WHAT THE TASK ASKS:
Switch "white ceramic bowl" to "white porcelain bowl" in the material from the line with "blue mug, including partially occluded or truncated instances." to the line with "0 0 145 210", and reproduce only those lines with nothing else altered.

MATERIAL SUPPLIED:
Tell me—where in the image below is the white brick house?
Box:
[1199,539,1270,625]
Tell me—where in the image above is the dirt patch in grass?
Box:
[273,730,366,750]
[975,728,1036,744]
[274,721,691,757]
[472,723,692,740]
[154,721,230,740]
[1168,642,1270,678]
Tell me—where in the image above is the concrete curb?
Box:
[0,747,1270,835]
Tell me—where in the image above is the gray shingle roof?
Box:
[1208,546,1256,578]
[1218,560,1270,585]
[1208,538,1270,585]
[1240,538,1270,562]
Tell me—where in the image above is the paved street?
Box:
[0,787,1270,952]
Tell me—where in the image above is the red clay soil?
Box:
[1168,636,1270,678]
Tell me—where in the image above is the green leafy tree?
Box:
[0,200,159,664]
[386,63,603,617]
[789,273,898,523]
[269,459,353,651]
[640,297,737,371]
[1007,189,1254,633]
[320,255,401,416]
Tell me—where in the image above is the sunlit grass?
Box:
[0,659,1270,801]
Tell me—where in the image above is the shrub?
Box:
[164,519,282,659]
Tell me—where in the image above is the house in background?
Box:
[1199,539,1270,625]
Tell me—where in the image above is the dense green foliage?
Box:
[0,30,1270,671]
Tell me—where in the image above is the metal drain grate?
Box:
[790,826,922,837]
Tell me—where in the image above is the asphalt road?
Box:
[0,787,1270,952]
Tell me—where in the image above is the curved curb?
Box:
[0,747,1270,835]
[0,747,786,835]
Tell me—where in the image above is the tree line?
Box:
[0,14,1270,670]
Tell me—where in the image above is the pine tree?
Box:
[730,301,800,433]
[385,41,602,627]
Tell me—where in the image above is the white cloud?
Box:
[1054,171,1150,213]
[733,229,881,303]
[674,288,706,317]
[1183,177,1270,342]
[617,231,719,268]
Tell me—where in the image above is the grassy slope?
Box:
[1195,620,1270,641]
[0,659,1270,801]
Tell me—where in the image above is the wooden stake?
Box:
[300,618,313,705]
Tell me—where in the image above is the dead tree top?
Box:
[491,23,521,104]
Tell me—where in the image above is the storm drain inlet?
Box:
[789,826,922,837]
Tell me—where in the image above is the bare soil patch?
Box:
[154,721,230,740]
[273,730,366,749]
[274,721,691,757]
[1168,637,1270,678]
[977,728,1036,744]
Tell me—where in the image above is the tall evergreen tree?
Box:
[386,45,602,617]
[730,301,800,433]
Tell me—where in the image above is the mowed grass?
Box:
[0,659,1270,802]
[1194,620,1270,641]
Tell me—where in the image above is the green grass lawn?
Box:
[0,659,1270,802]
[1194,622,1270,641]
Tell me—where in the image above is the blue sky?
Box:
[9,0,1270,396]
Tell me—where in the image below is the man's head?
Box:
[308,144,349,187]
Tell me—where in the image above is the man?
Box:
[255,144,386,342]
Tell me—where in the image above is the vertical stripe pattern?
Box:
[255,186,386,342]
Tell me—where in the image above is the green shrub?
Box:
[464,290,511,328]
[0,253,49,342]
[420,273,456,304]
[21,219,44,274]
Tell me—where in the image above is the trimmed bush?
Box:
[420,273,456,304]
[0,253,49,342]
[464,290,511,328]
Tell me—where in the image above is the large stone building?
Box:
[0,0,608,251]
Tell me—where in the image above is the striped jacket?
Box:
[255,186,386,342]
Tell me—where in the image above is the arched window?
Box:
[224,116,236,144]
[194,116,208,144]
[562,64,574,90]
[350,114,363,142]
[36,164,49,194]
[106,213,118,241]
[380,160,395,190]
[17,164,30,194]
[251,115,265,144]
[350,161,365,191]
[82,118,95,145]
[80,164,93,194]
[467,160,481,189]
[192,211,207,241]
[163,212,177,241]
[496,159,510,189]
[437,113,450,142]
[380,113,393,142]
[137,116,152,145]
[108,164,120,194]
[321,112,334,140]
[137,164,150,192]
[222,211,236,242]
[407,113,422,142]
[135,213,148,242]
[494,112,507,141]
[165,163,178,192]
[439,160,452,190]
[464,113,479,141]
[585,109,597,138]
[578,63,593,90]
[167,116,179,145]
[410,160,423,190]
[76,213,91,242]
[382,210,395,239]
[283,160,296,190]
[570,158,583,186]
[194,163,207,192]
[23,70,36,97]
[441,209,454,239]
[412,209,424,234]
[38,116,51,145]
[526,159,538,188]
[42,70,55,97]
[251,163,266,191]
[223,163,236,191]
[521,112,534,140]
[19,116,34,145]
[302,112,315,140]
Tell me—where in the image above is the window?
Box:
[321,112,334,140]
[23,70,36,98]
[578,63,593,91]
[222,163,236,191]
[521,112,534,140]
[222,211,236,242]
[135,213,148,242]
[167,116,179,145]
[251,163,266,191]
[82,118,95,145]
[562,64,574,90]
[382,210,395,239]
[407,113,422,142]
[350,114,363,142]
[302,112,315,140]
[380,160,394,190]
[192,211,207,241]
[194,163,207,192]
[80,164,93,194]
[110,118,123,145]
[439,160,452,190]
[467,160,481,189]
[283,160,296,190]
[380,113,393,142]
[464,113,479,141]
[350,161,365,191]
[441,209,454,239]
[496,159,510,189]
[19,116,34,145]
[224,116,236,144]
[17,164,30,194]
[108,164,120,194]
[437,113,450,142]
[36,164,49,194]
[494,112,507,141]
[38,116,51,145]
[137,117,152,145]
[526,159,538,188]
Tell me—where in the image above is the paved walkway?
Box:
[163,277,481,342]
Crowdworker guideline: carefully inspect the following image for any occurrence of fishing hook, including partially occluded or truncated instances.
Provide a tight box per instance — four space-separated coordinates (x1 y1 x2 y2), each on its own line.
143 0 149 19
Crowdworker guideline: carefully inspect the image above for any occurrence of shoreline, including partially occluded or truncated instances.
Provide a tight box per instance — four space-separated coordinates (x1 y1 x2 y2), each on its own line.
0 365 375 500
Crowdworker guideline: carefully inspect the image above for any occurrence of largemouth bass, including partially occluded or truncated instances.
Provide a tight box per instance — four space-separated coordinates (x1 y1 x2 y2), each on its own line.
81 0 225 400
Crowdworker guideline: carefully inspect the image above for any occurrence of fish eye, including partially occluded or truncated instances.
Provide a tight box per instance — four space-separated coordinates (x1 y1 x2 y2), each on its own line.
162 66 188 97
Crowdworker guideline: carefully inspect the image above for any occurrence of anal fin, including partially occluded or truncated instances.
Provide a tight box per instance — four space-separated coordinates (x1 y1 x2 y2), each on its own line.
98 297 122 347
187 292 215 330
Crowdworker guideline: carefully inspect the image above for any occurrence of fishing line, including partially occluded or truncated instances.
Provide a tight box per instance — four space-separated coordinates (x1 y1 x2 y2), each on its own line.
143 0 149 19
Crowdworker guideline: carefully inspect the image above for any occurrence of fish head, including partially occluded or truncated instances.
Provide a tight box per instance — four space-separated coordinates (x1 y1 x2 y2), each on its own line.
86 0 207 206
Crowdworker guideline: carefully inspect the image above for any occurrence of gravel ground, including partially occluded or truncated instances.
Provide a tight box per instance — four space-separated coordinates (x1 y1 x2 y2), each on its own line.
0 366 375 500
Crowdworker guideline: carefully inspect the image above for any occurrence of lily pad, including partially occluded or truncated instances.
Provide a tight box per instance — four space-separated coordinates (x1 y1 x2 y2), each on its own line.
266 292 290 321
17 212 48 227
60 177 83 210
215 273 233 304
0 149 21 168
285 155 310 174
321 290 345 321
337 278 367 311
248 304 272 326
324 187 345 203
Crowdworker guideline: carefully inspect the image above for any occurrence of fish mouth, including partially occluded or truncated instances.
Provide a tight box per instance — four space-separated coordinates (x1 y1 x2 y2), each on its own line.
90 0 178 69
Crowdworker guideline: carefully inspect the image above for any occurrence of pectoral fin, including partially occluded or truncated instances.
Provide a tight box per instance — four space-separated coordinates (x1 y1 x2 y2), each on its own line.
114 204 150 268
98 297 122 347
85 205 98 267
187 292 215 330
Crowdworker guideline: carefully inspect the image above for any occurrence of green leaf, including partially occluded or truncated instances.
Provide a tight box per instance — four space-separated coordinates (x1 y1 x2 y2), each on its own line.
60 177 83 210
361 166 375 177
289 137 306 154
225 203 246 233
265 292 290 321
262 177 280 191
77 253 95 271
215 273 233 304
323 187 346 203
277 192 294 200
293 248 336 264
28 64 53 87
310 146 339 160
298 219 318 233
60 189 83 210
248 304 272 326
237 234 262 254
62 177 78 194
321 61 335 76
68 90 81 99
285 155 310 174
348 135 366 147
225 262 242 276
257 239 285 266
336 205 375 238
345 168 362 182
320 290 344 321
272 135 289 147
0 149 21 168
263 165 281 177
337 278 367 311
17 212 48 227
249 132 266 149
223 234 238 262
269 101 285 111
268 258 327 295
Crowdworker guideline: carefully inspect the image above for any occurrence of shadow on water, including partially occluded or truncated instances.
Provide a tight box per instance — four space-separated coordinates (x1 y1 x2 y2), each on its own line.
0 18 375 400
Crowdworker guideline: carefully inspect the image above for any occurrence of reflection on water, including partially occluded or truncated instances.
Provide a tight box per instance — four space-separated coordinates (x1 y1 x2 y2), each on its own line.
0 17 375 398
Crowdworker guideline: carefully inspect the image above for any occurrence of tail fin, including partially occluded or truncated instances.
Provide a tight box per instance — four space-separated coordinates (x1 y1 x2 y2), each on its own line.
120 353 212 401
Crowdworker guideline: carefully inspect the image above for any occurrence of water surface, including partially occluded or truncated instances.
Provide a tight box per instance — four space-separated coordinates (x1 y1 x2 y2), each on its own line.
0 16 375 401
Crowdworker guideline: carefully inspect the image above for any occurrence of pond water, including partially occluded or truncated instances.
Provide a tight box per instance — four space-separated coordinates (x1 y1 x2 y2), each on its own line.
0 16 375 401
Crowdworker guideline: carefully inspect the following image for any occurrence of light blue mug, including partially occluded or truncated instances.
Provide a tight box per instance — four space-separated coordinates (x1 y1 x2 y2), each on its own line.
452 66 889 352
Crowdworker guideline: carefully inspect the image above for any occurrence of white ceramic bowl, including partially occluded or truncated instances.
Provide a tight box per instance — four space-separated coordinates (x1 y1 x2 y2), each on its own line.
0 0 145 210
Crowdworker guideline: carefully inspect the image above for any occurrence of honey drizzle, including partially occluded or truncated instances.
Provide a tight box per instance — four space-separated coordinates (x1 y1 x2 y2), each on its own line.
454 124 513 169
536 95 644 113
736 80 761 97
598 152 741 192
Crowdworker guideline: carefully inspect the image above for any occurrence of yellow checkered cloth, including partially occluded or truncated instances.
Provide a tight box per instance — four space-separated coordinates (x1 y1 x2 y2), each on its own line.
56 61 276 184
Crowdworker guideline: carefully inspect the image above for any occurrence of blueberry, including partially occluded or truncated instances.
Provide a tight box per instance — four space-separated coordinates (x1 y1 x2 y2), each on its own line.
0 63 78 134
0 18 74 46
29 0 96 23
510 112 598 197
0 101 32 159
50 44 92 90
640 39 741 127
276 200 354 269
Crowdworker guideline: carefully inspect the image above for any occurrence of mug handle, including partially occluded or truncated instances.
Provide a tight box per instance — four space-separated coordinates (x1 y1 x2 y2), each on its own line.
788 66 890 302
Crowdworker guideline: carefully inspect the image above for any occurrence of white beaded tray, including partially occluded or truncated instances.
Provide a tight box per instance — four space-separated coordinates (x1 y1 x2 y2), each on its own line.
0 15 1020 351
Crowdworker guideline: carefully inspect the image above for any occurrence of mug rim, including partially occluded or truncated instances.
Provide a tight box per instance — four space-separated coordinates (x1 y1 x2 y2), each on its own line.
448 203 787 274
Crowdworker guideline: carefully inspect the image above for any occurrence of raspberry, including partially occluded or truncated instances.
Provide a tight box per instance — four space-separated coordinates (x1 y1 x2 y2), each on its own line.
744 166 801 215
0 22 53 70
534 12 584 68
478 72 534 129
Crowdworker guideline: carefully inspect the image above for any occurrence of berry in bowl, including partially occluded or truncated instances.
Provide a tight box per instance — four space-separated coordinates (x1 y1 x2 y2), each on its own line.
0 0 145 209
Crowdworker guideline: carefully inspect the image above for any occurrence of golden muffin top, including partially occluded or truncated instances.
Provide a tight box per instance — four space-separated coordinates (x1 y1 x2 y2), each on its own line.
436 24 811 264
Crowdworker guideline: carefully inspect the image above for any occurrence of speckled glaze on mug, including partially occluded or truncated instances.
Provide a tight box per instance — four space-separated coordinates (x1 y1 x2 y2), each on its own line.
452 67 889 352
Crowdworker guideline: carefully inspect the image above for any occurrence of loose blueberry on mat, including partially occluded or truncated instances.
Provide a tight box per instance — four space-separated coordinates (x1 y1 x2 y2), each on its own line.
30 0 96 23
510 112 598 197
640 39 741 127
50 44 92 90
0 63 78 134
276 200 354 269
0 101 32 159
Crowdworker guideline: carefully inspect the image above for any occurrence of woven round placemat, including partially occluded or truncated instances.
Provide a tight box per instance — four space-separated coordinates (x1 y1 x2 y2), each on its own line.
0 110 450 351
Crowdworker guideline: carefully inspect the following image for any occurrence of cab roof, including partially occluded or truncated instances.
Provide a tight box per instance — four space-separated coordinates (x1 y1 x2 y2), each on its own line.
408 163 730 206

REPLY TO THE TASK:
Crowdworker guideline: carefully inspect the following image for any occurrence of light blue mug, including partially occluded or truncated instances.
Provide a tight box per instance — four space-separated coordinates (x1 y1 x2 y2), each on its own line.
452 66 889 352
Crowdworker guideline: carefully inspect the image above for any occurrence of white porcelain bowl, including partially occluded or truncated instances.
Provide a tight box per instance — four space-separated coordinates (x1 y1 x2 y2), each on its own line.
0 0 145 210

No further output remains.